▸ **YOUR OBJECTIVE**: Leave out every line that comes before the one containing "TARGET = rv wheel arch", and reproduce the rest of the listing below exactly, through its last line.

▸ **DATASET RECORDS**:
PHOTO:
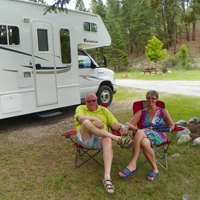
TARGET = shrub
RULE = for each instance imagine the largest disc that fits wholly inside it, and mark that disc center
(172, 61)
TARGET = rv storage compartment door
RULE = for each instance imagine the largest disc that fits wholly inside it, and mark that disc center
(43, 63)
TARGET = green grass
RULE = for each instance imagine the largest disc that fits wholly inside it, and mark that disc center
(45, 169)
(186, 75)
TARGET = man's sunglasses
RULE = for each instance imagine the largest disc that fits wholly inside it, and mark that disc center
(89, 101)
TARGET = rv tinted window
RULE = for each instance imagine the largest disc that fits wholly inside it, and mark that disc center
(86, 26)
(42, 40)
(3, 35)
(93, 27)
(83, 60)
(65, 46)
(13, 33)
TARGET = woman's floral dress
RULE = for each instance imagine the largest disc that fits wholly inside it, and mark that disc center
(155, 137)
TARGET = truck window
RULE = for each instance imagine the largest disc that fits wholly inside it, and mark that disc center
(93, 27)
(3, 35)
(65, 46)
(13, 34)
(83, 60)
(12, 38)
(42, 40)
(90, 27)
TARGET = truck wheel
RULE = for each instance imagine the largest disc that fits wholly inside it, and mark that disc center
(104, 95)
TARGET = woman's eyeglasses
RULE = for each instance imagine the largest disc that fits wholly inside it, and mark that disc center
(91, 101)
(153, 98)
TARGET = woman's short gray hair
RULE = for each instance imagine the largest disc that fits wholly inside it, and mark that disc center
(153, 92)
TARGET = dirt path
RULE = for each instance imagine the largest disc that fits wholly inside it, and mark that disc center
(191, 88)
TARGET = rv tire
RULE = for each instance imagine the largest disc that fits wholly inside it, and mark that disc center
(104, 95)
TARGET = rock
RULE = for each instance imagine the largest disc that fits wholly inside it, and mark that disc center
(184, 138)
(186, 131)
(175, 155)
(182, 123)
(196, 141)
(194, 120)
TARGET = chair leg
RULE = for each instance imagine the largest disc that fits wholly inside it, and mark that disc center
(163, 156)
(90, 157)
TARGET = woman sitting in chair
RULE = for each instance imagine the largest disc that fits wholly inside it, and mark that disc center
(146, 138)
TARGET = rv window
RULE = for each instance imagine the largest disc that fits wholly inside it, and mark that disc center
(93, 27)
(86, 26)
(65, 46)
(13, 33)
(83, 60)
(42, 40)
(3, 35)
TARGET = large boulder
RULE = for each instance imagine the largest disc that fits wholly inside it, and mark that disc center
(194, 120)
(184, 138)
(181, 123)
(186, 131)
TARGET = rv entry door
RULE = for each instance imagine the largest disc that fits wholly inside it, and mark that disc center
(43, 63)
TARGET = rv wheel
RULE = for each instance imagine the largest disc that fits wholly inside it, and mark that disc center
(105, 95)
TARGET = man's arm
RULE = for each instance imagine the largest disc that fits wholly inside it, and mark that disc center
(119, 127)
(98, 123)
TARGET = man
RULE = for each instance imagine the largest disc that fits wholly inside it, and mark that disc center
(92, 123)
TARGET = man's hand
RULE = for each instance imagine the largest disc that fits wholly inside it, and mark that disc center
(123, 130)
(98, 123)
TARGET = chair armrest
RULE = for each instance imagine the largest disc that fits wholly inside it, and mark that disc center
(69, 134)
(178, 128)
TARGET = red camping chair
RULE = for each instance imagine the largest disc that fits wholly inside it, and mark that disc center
(80, 150)
(161, 152)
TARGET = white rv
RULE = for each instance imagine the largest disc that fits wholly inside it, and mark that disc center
(43, 65)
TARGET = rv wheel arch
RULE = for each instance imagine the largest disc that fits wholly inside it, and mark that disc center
(104, 95)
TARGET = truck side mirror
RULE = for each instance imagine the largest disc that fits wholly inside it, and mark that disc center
(104, 62)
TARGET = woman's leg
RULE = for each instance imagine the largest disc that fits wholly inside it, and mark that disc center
(140, 135)
(149, 154)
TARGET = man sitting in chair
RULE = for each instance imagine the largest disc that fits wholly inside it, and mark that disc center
(92, 123)
(146, 138)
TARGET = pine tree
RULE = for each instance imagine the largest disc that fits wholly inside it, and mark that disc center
(154, 51)
(183, 55)
(115, 53)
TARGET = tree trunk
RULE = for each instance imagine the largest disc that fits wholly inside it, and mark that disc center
(188, 32)
(165, 30)
(194, 31)
(174, 38)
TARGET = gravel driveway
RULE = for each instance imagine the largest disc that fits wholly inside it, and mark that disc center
(191, 88)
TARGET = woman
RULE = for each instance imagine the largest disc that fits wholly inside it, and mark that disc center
(146, 138)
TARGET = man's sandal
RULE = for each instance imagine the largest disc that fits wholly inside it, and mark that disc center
(125, 143)
(108, 186)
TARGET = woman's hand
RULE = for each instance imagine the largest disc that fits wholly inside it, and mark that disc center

▸ **TASK OUTPUT**:
TARGET = rv wheel arch
RULE = for each instance imagine the largest disc that fits wholly inside it, and mark that disc center
(104, 95)
TARGET = truck side mirror
RULE = for each instance imagine the largest disc that fits wholly inside it, and mark that disc center
(104, 62)
TARGET = woman's leg
RULE = for each instance imagine the largest disc that fits wholly inside it, and mark that disc center
(140, 135)
(149, 154)
TARGET = man sitting in chair
RULE = for each instance imagine the largest disc that fits wholly inside it, and mark that disc center
(92, 123)
(146, 138)
TARGET = pine tree
RULE = for each instance imagine the largest disc that fits wholly inside it, and mark that disc center
(154, 51)
(183, 55)
(115, 53)
TARGET = tree trunk
RULE = for each instance imagine the largest disc that fits wholly inside it, and mark that disc center
(188, 32)
(165, 30)
(194, 31)
(174, 38)
TARGET = gravel driveway
RULE = for each instance imagine the largest disc that fits wholly inside it, and mark that disc center
(191, 88)
TARGET = woman
RULE = for each instance imagine the largest disc that fits wholly inside it, and mark that disc center
(146, 138)
TARGET = man's sandal
RULE = for each instance imagine the largest disc that fits wholly inside it, and mark that disc center
(125, 143)
(108, 186)
TARGET = woman's hand
RULE = for each instance imagine the largest disc that fits wholly inside it, and mark that disc center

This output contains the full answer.